#### Point-per-instance localization data

------------------------------------

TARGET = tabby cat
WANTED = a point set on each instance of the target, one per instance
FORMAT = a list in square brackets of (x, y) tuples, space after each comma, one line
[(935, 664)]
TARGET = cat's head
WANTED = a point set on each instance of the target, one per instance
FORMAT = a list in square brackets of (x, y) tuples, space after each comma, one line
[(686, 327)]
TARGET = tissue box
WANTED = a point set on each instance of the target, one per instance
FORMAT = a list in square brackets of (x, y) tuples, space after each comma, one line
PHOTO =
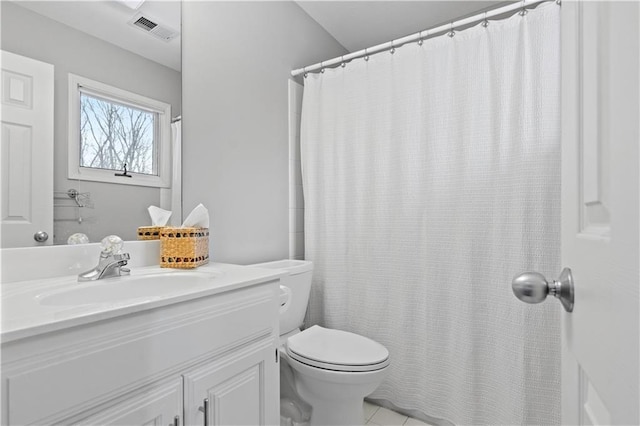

------------------------------------

Reproduce every entry word for word, but omit the pictures.

TARGET = tabby cat
WANTED = a point set on each instance of the target, one per instance
FORMAT = a list in square brackets of (x, y) tuples, space after each comma, one line
[(935, 664)]
TARGET = cat's head
WANTED = a point set on each instance of the target, one per instance
FORMAT = a list in square brackets of (x, y) tuples, space after each comma, one line
[(686, 327)]
TARGET = tissue box
WANTED = a point set on each instance of the target, one per instance
FORMAT = a list in square brackets of (x, y) tuples, space after each comma, one line
PHOTO =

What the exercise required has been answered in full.